---------- EXTRAIT CHOISI

Quelques précisions
Le terme “desaparecido”, que l'on traduira par “disparu”, n'est pas ici un synonyme de décédé, euphémisme chéri des pudibondes rubriques nécrologiques ; il faut le prendre au pied de la lettre, comme l'a si parfaitement, cyniquement et cruellement rappelé le plus zélé de ses promoteurs : Jorge Videla, chef de la junte militaire qui l'a conduit à la présidence de facto de l'Argentine de 1976 à 1981, et aujourd'hui incarcéré pour Crime contre l'Humanité. Voici la définition qu'il en donna :
« Qu'est-ce qu'un disparu ? En tant que tel, le disparu est une inconnue. S'il réapparaissait, il aurait un traitement X, et si la disparition se convertissait en décès, il aurait un traitement Z. Mais tant qu'il est disparu, il ne saurait avoir aucun traitement particulier, c'est une inconnue, c'est un disparu, il n'a pas d'entité, il n'est ni mort ni vivant – il est disparu ».
Guérilla et dictature : les racines d'un drame national
Après la théorie, la pratique. Cette politique de disparition des opposants (car c'est de cette catégorie d'individus dont il s'agit, on l'aura compris) a été mise en place dans de nombreux pays d'Amérique du Sud dans les années 70 et 80, et synchronisée dans le cadre de l'Opération Condor chapeautée par la CIA. Son objectif était de mettre un terme aux nombreux mouvements de guérilla marxiste, rurale ou urbaine, sévissant en Argentine, au Chili, au Brésil, en Uruguay, en Bolivie, et de façon plus sporadique dans la plupart des autres pays du continent. Ces mouvements, il est vrai, prenaient une ampleur telle que les instances gouvernementales démocratiques ne parvenaient plus à les endiguer.

--------------------

▸ **CONSIGNES**:
**A)** Recopiez mot pour mot le texte sur les disparus argentins, de "Guérilla et dictature" à "à les endiguer.".
**B)** Poursuivez le texte sur les disparus argentins en reprenant après sa dernière phrase.
Les lignes ci-après n'ont aucun lien avec le texte sur les disparus argentins.

---------- DONNÉES FOURNIES

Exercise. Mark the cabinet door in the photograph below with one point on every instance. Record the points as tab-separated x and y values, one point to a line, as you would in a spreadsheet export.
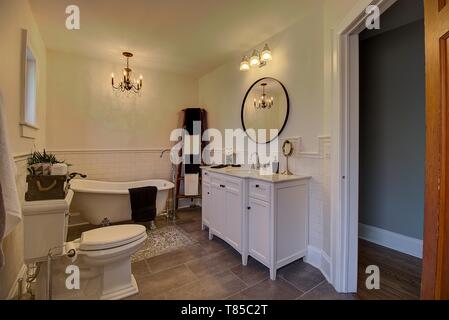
259	230
217	214
234	215
205	203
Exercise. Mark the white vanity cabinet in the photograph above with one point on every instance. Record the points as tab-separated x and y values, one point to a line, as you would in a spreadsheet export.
278	222
226	211
262	217
205	199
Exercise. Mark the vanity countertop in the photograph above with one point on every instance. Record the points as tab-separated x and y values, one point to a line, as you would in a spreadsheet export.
253	174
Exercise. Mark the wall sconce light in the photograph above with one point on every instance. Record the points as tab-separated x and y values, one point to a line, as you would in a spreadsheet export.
257	59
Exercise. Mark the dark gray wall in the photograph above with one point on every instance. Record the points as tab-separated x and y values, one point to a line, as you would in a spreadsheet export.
392	130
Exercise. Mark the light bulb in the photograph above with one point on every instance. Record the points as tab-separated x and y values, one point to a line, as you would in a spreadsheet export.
244	65
266	54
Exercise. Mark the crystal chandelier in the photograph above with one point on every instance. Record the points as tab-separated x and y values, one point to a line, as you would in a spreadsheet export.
264	102
127	84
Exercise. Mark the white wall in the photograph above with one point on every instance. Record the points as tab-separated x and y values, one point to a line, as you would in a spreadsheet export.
14	16
299	64
106	134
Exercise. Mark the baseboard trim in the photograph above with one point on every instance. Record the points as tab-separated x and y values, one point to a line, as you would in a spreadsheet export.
392	240
320	260
15	287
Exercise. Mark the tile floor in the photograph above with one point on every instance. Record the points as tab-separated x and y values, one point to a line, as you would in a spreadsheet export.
213	270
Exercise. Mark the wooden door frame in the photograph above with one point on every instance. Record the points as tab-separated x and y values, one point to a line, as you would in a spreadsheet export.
435	265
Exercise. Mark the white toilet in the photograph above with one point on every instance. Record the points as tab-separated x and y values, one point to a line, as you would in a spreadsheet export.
102	256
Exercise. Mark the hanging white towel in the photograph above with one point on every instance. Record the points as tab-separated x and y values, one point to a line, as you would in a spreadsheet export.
10	209
191	184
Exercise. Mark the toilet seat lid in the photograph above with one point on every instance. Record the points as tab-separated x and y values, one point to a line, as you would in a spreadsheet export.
110	237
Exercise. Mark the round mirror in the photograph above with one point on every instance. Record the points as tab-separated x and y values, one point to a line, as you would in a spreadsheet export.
265	110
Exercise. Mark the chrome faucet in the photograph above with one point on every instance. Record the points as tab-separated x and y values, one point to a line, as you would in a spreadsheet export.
255	166
164	151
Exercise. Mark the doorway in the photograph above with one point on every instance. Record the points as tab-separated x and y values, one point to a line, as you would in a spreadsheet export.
392	152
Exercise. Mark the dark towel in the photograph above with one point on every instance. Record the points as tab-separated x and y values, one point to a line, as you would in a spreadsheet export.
143	203
192	115
192	162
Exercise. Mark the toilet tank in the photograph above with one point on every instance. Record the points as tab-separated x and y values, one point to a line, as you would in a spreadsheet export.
45	227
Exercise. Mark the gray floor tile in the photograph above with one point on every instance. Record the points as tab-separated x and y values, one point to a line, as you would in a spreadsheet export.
302	275
269	290
253	273
325	291
214	263
156	284
214	287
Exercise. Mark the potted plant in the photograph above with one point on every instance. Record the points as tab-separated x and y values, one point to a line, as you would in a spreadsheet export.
41	184
40	163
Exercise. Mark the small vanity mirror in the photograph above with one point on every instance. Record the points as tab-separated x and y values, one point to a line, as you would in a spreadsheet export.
287	151
287	148
265	106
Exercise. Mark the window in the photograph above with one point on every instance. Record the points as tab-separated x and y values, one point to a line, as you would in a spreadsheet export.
29	86
30	89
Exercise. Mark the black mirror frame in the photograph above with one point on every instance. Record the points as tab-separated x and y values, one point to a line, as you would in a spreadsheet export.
286	116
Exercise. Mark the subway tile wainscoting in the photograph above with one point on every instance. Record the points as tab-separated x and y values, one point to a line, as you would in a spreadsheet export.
118	165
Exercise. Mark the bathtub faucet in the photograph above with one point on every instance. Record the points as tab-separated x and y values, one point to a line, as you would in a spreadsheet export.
164	151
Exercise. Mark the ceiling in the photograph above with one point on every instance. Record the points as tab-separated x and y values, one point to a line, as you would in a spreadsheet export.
183	36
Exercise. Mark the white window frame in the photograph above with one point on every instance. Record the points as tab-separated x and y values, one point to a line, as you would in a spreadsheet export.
28	128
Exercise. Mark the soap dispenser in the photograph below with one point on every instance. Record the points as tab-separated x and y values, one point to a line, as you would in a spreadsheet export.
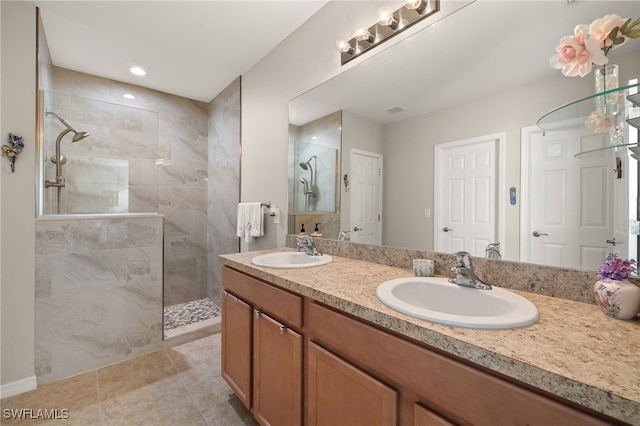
316	231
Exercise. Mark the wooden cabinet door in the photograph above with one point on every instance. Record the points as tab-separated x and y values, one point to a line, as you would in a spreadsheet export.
277	372
422	416
340	394
236	346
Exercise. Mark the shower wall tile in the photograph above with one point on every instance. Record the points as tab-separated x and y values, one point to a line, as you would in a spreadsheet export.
98	294
185	150
158	126
224	182
143	198
184	174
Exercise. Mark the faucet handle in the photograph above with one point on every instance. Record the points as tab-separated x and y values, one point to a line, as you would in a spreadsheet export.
463	259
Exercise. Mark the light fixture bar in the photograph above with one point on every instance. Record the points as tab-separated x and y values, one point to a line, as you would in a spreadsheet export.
389	24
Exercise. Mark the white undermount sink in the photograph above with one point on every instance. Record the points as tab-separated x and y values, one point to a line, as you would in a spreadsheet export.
290	260
437	300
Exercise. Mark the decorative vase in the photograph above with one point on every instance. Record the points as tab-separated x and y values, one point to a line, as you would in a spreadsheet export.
606	79
617	299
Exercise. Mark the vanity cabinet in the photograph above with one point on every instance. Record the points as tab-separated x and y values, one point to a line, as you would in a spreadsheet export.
261	353
358	373
236	346
435	389
338	393
277	372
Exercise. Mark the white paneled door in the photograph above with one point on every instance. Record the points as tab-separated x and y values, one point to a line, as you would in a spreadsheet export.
466	202
571	203
366	197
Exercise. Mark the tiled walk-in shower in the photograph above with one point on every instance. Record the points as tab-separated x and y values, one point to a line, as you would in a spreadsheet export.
189	316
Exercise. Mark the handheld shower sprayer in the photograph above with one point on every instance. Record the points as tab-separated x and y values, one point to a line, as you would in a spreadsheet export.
305	184
58	159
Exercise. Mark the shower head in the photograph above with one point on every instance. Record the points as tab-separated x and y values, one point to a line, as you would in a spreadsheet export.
76	135
307	165
79	136
304	182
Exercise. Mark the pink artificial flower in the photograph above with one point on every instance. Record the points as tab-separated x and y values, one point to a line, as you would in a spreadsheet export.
600	29
577	53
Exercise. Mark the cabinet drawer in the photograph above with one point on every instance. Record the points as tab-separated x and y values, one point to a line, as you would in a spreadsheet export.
285	306
475	396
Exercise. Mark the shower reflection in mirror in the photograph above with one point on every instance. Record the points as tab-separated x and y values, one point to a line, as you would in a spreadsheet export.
314	173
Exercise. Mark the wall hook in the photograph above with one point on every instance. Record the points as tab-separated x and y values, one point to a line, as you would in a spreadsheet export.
12	150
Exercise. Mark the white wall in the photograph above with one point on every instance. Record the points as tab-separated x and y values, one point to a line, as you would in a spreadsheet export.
17	196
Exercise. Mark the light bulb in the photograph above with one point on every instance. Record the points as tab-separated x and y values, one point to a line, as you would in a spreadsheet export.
343	46
418	5
137	71
362	33
386	18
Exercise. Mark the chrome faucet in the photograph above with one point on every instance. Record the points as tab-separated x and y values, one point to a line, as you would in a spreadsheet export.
464	273
304	242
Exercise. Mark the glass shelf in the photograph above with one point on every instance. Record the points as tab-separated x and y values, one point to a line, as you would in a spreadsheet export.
572	116
604	148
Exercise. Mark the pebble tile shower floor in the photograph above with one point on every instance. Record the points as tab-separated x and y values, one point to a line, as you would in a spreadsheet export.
190	313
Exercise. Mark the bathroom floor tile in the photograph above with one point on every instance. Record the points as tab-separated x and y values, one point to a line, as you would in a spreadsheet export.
178	385
74	399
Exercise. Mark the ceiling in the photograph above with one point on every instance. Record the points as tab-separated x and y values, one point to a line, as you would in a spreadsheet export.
192	49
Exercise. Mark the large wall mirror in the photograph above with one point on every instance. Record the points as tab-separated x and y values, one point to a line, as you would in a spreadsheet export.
475	84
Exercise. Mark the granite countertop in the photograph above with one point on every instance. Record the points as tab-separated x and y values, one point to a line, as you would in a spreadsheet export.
574	351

--------------------

▸ **CORRIGÉS DES EXERCICES**:
**A)**
Guérilla et dictature : les racines d'un drame national
Après la théorie, la pratique. Cette politique de disparition des opposants (car c'est de cette catégorie d'individus dont il s'agit, on l'aura compris) a été mise en place dans de nombreux pays d'Amérique du Sud dans les années 70 et 80, et synchronisée dans le cadre de l'Opération Condor chapeautée par la CIA. Son objectif était de mettre un terme aux nombreux mouvements de guérilla marxiste, rurale ou urbaine, sévissant en Argentine, au Chili, au Brésil, en Uruguay, en Bolivie, et de façon plus sporadique dans la plupart des autres pays du continent. Ces mouvements, il est vrai, prenaient une ampleur telle que les instances gouvernementales démocratiques ne parvenaient plus à les endiguer.

**B)**
La solution d'un coup d'État militaire et d'une répression dictatoriale (communément appelée terrorisme d'État) a donc remporté de vifs soutiens auprès de larges pans de la société, même si certains seraient tentés aujourd'hui de l'oublier... Ainsi parvinrent au pouvoir, sans rencontrer beaucoup d'opposition, un Pinochet au Chili, un Bordaberry en Uruguay, un Banzer en Bolivie, un Castelo Branco au Brésil – Stroessner muselait le Paraguay depuis les années 50. D'autres noms, bien sûr, trempèrent dans cette coalition des dictatures. Quant à l'Argentine, c'est donc le général Jorge Videla et sa junte militaire, comme nous l'avons évoqué plus haut, qui renversèrent en 1976 ce qu'il restait de démocratie – après plusieurs décennies de péronisme entrecoupé d'éphémères dictatures militaires, cette dernière semblait attendre le coup de grâce.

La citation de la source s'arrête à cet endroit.